Pick out every line in the data that contains the word "yellow" and copy each of those lines.

==*==

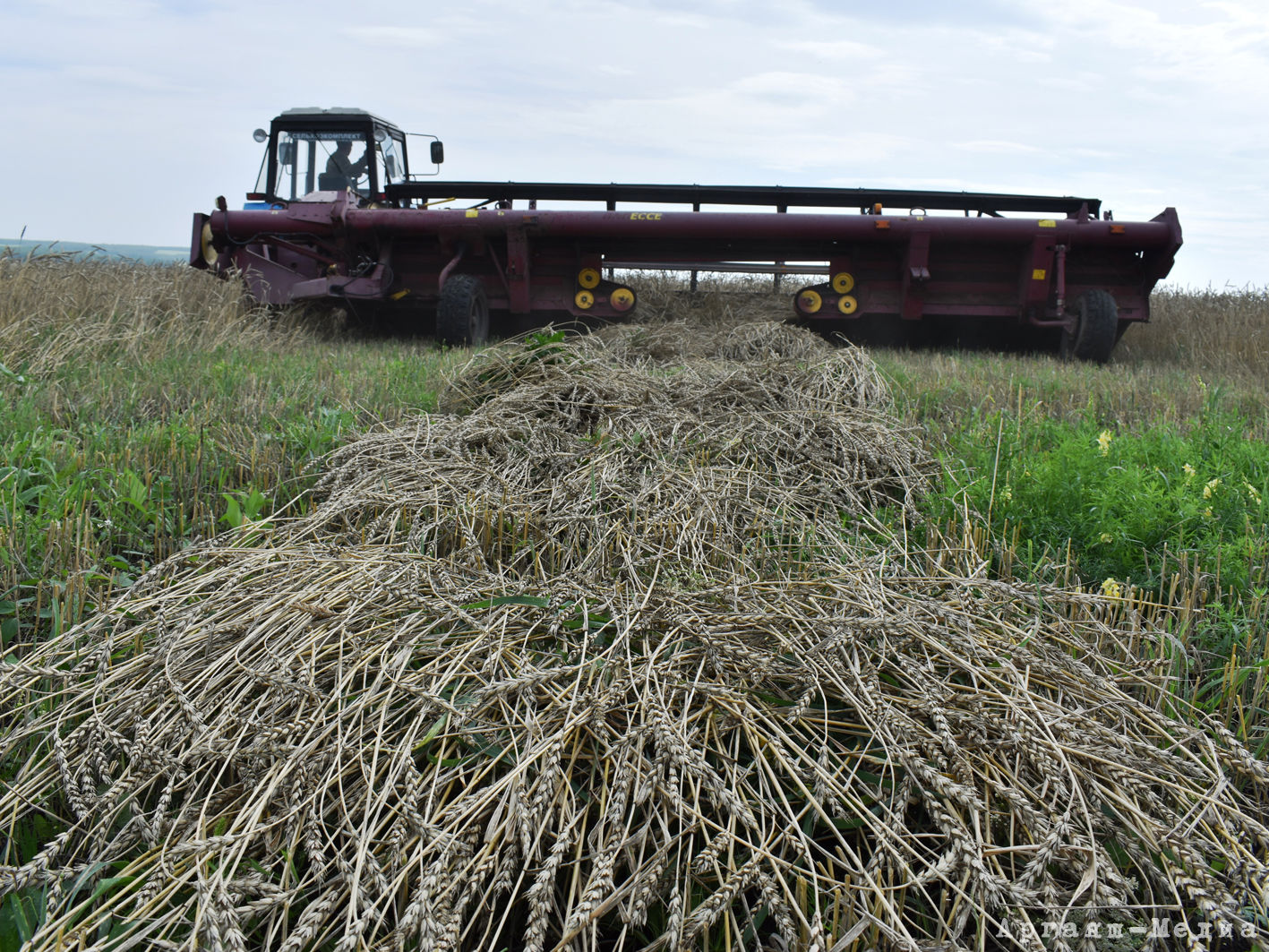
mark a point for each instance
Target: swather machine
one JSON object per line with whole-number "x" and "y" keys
{"x": 352, "y": 225}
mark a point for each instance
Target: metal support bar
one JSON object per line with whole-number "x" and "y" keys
{"x": 448, "y": 268}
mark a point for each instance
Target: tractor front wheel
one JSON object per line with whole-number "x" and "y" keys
{"x": 1096, "y": 328}
{"x": 462, "y": 313}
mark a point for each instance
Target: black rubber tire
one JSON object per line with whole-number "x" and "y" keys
{"x": 462, "y": 313}
{"x": 1096, "y": 328}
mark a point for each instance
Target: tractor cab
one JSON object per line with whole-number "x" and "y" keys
{"x": 330, "y": 150}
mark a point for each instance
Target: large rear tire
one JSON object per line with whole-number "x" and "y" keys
{"x": 1096, "y": 328}
{"x": 462, "y": 313}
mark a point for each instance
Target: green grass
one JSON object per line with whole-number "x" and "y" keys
{"x": 115, "y": 455}
{"x": 1145, "y": 479}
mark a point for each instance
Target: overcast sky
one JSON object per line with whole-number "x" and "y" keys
{"x": 124, "y": 117}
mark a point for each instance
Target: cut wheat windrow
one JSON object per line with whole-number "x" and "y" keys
{"x": 621, "y": 653}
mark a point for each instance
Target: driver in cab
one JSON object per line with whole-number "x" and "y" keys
{"x": 340, "y": 163}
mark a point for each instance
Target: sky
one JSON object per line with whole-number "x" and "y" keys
{"x": 127, "y": 116}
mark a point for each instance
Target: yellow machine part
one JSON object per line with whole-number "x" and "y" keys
{"x": 809, "y": 301}
{"x": 622, "y": 300}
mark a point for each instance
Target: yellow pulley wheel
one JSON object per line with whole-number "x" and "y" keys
{"x": 810, "y": 301}
{"x": 843, "y": 282}
{"x": 209, "y": 249}
{"x": 622, "y": 300}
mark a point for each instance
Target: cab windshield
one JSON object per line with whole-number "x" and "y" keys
{"x": 319, "y": 161}
{"x": 390, "y": 151}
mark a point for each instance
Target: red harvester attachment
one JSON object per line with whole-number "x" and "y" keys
{"x": 337, "y": 216}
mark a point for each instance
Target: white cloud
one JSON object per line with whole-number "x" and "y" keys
{"x": 1143, "y": 104}
{"x": 997, "y": 146}
{"x": 395, "y": 36}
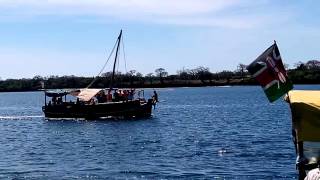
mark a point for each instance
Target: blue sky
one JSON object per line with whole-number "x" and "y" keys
{"x": 66, "y": 37}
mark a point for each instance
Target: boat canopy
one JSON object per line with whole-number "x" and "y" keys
{"x": 87, "y": 94}
{"x": 305, "y": 108}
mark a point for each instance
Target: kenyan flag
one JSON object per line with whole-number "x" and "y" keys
{"x": 269, "y": 71}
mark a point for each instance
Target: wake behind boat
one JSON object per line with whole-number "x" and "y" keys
{"x": 99, "y": 103}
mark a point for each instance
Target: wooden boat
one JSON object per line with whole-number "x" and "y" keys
{"x": 305, "y": 110}
{"x": 86, "y": 107}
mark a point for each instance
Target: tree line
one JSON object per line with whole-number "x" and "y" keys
{"x": 302, "y": 73}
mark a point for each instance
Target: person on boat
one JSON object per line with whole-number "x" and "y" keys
{"x": 116, "y": 96}
{"x": 54, "y": 100}
{"x": 59, "y": 100}
{"x": 125, "y": 95}
{"x": 130, "y": 95}
{"x": 101, "y": 97}
{"x": 109, "y": 96}
{"x": 155, "y": 97}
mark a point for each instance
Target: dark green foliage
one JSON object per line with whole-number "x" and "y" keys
{"x": 304, "y": 73}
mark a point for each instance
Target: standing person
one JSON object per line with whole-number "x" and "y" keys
{"x": 154, "y": 99}
{"x": 155, "y": 96}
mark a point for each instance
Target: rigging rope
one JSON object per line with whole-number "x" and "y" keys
{"x": 124, "y": 56}
{"x": 104, "y": 66}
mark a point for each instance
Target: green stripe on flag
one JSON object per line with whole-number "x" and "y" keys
{"x": 274, "y": 92}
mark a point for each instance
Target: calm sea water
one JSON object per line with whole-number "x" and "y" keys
{"x": 195, "y": 133}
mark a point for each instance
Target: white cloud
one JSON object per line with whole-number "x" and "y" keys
{"x": 181, "y": 12}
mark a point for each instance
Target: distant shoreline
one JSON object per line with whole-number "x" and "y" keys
{"x": 166, "y": 84}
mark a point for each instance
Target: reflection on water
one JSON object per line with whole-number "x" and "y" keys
{"x": 206, "y": 133}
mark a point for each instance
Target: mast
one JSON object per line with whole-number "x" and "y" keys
{"x": 115, "y": 60}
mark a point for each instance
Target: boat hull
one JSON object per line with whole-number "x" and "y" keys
{"x": 129, "y": 109}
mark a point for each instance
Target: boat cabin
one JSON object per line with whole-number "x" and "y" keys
{"x": 305, "y": 110}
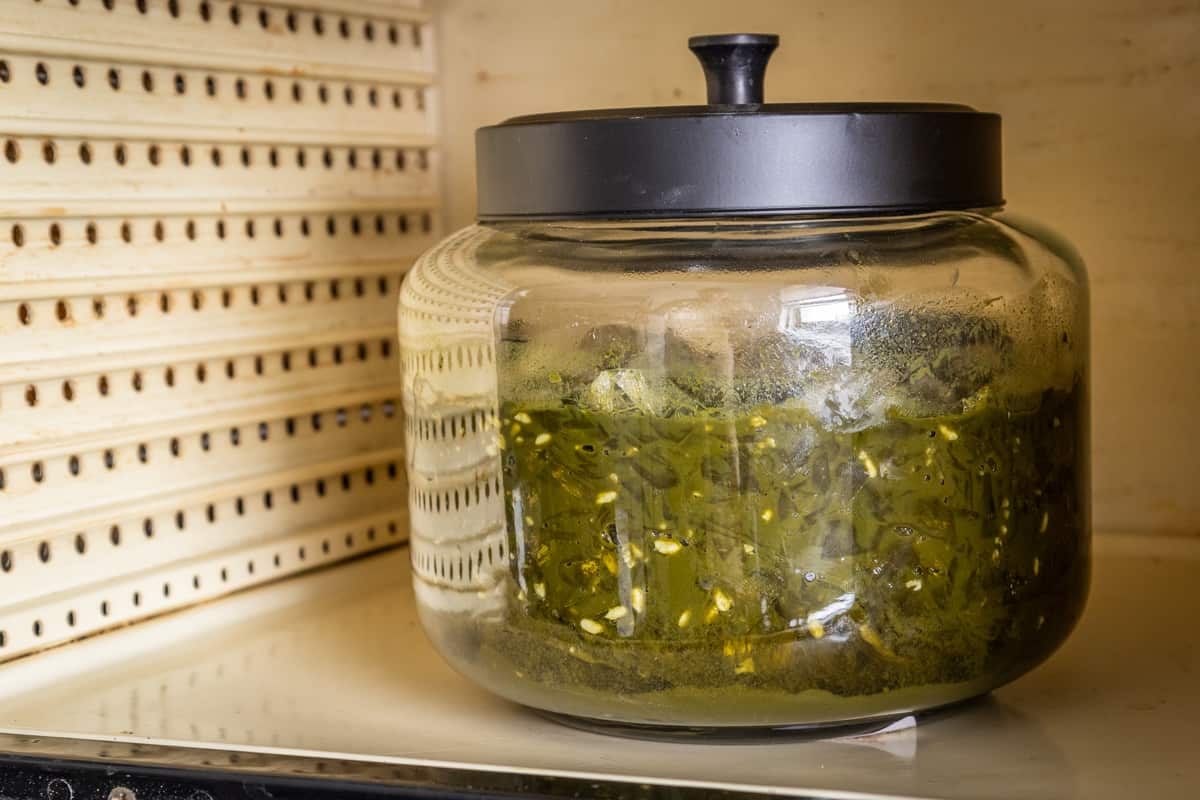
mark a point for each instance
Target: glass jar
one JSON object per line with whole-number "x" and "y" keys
{"x": 713, "y": 468}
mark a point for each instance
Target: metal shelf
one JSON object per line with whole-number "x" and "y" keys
{"x": 325, "y": 681}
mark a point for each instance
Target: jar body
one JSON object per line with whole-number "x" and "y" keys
{"x": 748, "y": 473}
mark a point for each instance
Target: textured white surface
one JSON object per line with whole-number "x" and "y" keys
{"x": 335, "y": 662}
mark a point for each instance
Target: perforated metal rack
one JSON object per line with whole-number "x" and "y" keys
{"x": 205, "y": 211}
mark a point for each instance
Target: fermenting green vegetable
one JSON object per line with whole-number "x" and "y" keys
{"x": 765, "y": 551}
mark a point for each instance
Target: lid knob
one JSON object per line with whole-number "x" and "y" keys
{"x": 735, "y": 65}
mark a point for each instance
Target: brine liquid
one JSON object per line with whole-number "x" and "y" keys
{"x": 718, "y": 567}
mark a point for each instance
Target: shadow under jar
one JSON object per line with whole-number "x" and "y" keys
{"x": 778, "y": 428}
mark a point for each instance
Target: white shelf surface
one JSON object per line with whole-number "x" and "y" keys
{"x": 334, "y": 665}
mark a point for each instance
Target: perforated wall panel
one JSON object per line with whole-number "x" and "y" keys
{"x": 205, "y": 211}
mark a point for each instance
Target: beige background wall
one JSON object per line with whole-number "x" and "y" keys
{"x": 1102, "y": 125}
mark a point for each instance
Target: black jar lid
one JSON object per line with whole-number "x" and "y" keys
{"x": 738, "y": 156}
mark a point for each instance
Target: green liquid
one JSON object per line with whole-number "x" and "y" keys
{"x": 726, "y": 569}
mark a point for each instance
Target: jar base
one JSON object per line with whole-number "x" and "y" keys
{"x": 749, "y": 734}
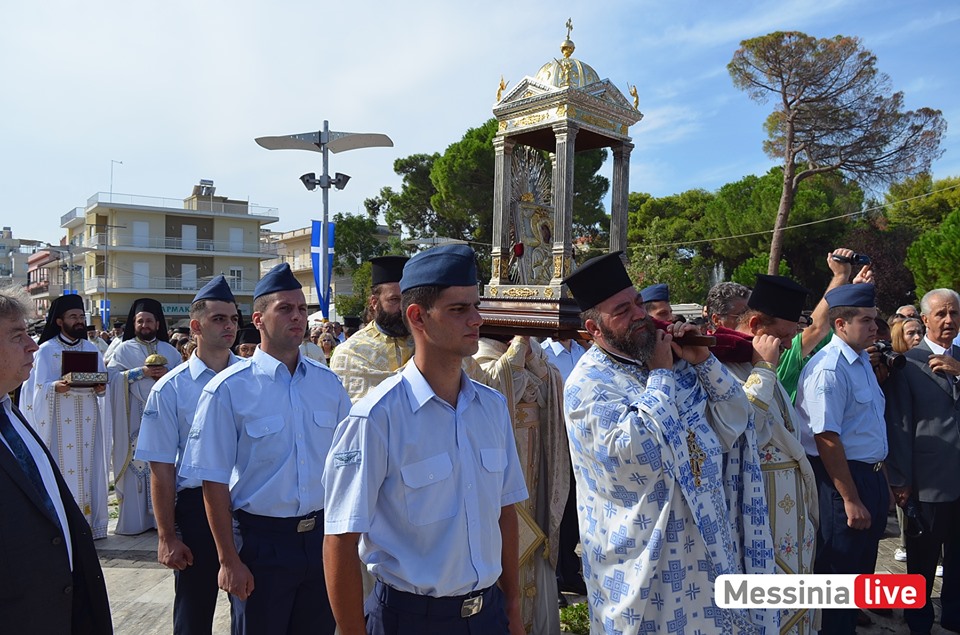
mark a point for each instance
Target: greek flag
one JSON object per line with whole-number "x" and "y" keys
{"x": 322, "y": 267}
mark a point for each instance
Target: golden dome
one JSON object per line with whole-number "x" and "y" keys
{"x": 567, "y": 71}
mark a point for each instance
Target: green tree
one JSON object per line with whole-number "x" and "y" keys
{"x": 746, "y": 273}
{"x": 921, "y": 203}
{"x": 355, "y": 241}
{"x": 834, "y": 113}
{"x": 934, "y": 257}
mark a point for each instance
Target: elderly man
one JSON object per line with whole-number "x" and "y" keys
{"x": 143, "y": 357}
{"x": 923, "y": 426}
{"x": 258, "y": 442}
{"x": 662, "y": 451}
{"x": 384, "y": 345}
{"x": 769, "y": 321}
{"x": 424, "y": 474}
{"x": 842, "y": 429}
{"x": 185, "y": 543}
{"x": 71, "y": 420}
{"x": 50, "y": 580}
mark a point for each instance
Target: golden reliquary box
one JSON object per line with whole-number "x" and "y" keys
{"x": 79, "y": 369}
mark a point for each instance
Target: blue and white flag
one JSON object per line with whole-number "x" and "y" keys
{"x": 322, "y": 267}
{"x": 105, "y": 314}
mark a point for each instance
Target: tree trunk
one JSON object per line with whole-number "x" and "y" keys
{"x": 783, "y": 212}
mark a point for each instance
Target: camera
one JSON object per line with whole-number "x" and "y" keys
{"x": 855, "y": 259}
{"x": 891, "y": 358}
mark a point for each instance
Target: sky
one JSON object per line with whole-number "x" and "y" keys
{"x": 159, "y": 95}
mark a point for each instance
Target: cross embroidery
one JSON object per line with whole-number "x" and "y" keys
{"x": 697, "y": 457}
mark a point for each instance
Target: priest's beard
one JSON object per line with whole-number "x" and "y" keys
{"x": 76, "y": 332}
{"x": 636, "y": 342}
{"x": 391, "y": 323}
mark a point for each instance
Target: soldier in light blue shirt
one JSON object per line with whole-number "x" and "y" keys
{"x": 263, "y": 428}
{"x": 841, "y": 411}
{"x": 424, "y": 474}
{"x": 185, "y": 543}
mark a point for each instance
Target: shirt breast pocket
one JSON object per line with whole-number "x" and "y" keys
{"x": 429, "y": 491}
{"x": 266, "y": 441}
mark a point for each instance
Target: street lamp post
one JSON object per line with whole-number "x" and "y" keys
{"x": 323, "y": 141}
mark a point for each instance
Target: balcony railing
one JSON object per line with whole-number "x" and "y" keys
{"x": 158, "y": 283}
{"x": 171, "y": 243}
{"x": 201, "y": 204}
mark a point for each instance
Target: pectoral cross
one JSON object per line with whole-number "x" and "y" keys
{"x": 697, "y": 457}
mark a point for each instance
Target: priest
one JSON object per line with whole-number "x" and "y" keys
{"x": 72, "y": 420}
{"x": 143, "y": 357}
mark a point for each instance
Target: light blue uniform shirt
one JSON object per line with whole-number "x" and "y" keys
{"x": 838, "y": 392}
{"x": 560, "y": 357}
{"x": 168, "y": 415}
{"x": 266, "y": 434}
{"x": 424, "y": 483}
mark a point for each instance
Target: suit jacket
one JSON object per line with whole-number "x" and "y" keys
{"x": 38, "y": 592}
{"x": 922, "y": 413}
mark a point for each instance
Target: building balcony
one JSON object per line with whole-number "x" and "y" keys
{"x": 203, "y": 206}
{"x": 147, "y": 285}
{"x": 163, "y": 243}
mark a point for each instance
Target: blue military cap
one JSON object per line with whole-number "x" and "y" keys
{"x": 444, "y": 266}
{"x": 216, "y": 289}
{"x": 656, "y": 293}
{"x": 280, "y": 278}
{"x": 859, "y": 295}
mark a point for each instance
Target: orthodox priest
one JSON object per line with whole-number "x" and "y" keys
{"x": 384, "y": 345}
{"x": 770, "y": 323}
{"x": 71, "y": 420}
{"x": 534, "y": 391}
{"x": 143, "y": 357}
{"x": 669, "y": 488}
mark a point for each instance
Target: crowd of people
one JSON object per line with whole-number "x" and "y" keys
{"x": 409, "y": 474}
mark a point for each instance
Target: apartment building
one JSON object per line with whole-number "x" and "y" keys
{"x": 139, "y": 246}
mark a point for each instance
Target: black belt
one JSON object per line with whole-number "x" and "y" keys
{"x": 451, "y": 606}
{"x": 293, "y": 524}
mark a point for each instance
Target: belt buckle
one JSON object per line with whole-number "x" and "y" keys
{"x": 471, "y": 606}
{"x": 307, "y": 524}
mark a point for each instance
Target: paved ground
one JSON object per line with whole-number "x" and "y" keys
{"x": 141, "y": 590}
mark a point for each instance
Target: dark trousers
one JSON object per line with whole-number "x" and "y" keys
{"x": 841, "y": 549}
{"x": 391, "y": 612}
{"x": 941, "y": 530}
{"x": 290, "y": 592}
{"x": 196, "y": 586}
{"x": 568, "y": 563}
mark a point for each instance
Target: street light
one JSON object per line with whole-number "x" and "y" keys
{"x": 323, "y": 141}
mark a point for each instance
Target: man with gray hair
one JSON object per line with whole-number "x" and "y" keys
{"x": 51, "y": 576}
{"x": 923, "y": 428}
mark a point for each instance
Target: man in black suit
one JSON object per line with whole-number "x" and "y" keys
{"x": 50, "y": 577}
{"x": 923, "y": 414}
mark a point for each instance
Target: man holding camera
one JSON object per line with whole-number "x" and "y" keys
{"x": 922, "y": 415}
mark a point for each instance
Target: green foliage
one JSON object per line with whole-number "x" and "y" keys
{"x": 920, "y": 203}
{"x": 934, "y": 257}
{"x": 575, "y": 618}
{"x": 356, "y": 303}
{"x": 746, "y": 273}
{"x": 688, "y": 276}
{"x": 355, "y": 241}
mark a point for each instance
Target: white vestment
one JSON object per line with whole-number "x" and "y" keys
{"x": 74, "y": 426}
{"x": 128, "y": 396}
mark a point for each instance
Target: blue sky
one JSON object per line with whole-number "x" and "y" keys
{"x": 177, "y": 90}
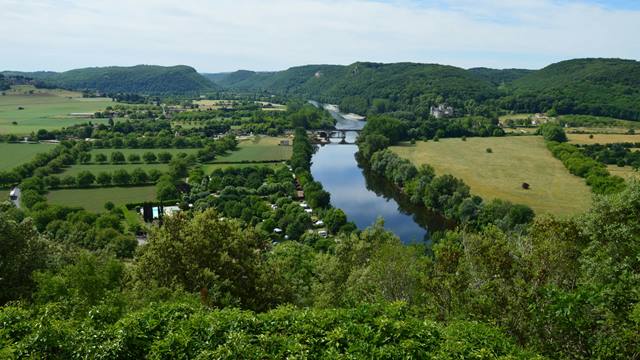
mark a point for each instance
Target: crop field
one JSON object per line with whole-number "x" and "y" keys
{"x": 500, "y": 174}
{"x": 110, "y": 168}
{"x": 602, "y": 138}
{"x": 126, "y": 152}
{"x": 625, "y": 172}
{"x": 93, "y": 199}
{"x": 259, "y": 149}
{"x": 12, "y": 155}
{"x": 208, "y": 168}
{"x": 45, "y": 109}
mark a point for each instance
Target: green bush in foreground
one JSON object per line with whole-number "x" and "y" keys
{"x": 181, "y": 330}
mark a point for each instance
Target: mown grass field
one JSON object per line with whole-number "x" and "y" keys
{"x": 93, "y": 199}
{"x": 500, "y": 174}
{"x": 12, "y": 155}
{"x": 110, "y": 168}
{"x": 602, "y": 138}
{"x": 45, "y": 109}
{"x": 208, "y": 168}
{"x": 259, "y": 149}
{"x": 126, "y": 152}
{"x": 625, "y": 172}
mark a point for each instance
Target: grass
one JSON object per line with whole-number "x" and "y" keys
{"x": 93, "y": 199}
{"x": 259, "y": 149}
{"x": 500, "y": 174}
{"x": 208, "y": 168}
{"x": 110, "y": 168}
{"x": 126, "y": 152}
{"x": 625, "y": 172}
{"x": 12, "y": 155}
{"x": 602, "y": 138}
{"x": 45, "y": 109}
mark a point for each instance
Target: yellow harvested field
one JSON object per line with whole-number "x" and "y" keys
{"x": 500, "y": 174}
{"x": 602, "y": 138}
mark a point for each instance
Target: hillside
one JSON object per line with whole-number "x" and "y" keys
{"x": 148, "y": 79}
{"x": 364, "y": 86}
{"x": 606, "y": 87}
{"x": 4, "y": 84}
{"x": 499, "y": 77}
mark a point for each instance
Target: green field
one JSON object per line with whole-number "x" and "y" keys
{"x": 97, "y": 168}
{"x": 93, "y": 199}
{"x": 208, "y": 168}
{"x": 45, "y": 109}
{"x": 625, "y": 172}
{"x": 602, "y": 138}
{"x": 12, "y": 155}
{"x": 500, "y": 174}
{"x": 126, "y": 152}
{"x": 259, "y": 149}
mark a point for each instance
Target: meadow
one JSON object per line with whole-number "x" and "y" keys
{"x": 95, "y": 169}
{"x": 259, "y": 149}
{"x": 126, "y": 152}
{"x": 602, "y": 138}
{"x": 12, "y": 155}
{"x": 45, "y": 109}
{"x": 93, "y": 199}
{"x": 501, "y": 173}
{"x": 625, "y": 172}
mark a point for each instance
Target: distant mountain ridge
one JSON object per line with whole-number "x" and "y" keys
{"x": 146, "y": 79}
{"x": 594, "y": 86}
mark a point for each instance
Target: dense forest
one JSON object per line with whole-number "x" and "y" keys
{"x": 145, "y": 79}
{"x": 361, "y": 86}
{"x": 4, "y": 83}
{"x": 500, "y": 76}
{"x": 602, "y": 87}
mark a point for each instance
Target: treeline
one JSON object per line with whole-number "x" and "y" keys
{"x": 140, "y": 79}
{"x": 620, "y": 154}
{"x": 405, "y": 128}
{"x": 448, "y": 195}
{"x": 207, "y": 286}
{"x": 118, "y": 177}
{"x": 595, "y": 172}
{"x": 600, "y": 87}
{"x": 4, "y": 83}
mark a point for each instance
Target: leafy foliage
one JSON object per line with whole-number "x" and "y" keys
{"x": 146, "y": 79}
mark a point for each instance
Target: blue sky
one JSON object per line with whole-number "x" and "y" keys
{"x": 226, "y": 35}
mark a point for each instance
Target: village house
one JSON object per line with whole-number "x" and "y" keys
{"x": 441, "y": 111}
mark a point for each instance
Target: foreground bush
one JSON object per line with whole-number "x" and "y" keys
{"x": 179, "y": 330}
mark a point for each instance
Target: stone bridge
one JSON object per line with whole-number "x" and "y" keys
{"x": 325, "y": 136}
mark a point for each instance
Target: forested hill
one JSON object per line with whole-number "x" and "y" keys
{"x": 500, "y": 77}
{"x": 609, "y": 87}
{"x": 364, "y": 86}
{"x": 147, "y": 79}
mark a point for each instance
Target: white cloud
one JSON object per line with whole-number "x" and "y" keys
{"x": 263, "y": 35}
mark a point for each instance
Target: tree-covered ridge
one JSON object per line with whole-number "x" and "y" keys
{"x": 500, "y": 76}
{"x": 147, "y": 79}
{"x": 402, "y": 86}
{"x": 4, "y": 83}
{"x": 603, "y": 87}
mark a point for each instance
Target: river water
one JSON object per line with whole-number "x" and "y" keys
{"x": 364, "y": 196}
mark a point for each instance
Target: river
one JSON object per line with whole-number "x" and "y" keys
{"x": 364, "y": 196}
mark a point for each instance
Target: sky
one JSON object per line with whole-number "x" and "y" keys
{"x": 227, "y": 35}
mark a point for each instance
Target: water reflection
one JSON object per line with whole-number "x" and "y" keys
{"x": 364, "y": 196}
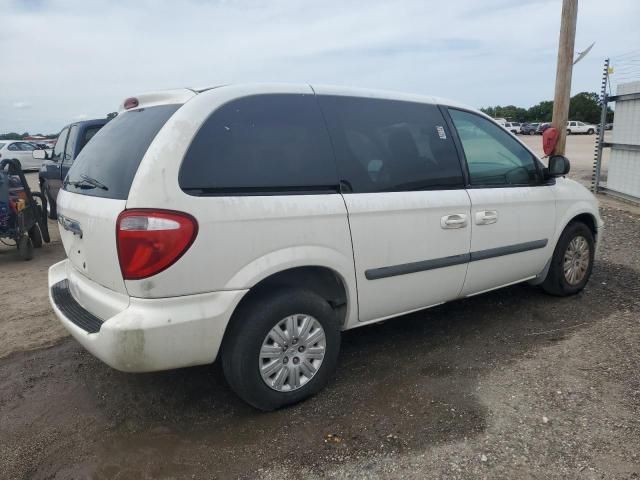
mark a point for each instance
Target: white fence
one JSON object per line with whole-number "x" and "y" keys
{"x": 624, "y": 165}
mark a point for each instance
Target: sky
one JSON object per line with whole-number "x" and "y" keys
{"x": 64, "y": 60}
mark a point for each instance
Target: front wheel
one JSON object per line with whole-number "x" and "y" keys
{"x": 572, "y": 261}
{"x": 281, "y": 348}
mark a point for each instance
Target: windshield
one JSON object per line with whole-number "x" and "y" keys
{"x": 108, "y": 163}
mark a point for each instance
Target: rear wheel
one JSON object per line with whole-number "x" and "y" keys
{"x": 281, "y": 348}
{"x": 25, "y": 247}
{"x": 572, "y": 261}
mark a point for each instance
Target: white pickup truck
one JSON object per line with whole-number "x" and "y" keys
{"x": 580, "y": 127}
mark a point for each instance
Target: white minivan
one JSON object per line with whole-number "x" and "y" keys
{"x": 254, "y": 223}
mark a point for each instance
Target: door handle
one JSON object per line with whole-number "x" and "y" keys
{"x": 486, "y": 217}
{"x": 456, "y": 220}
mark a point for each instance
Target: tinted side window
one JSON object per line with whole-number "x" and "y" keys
{"x": 262, "y": 143}
{"x": 59, "y": 147}
{"x": 493, "y": 156}
{"x": 388, "y": 145}
{"x": 114, "y": 154}
{"x": 71, "y": 142}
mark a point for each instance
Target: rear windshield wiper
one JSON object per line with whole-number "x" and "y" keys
{"x": 88, "y": 182}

==*==

■ CORRECT RESULT:
Target: yellow machine part
Target: yellow pulley wheel
Target: yellow harvested field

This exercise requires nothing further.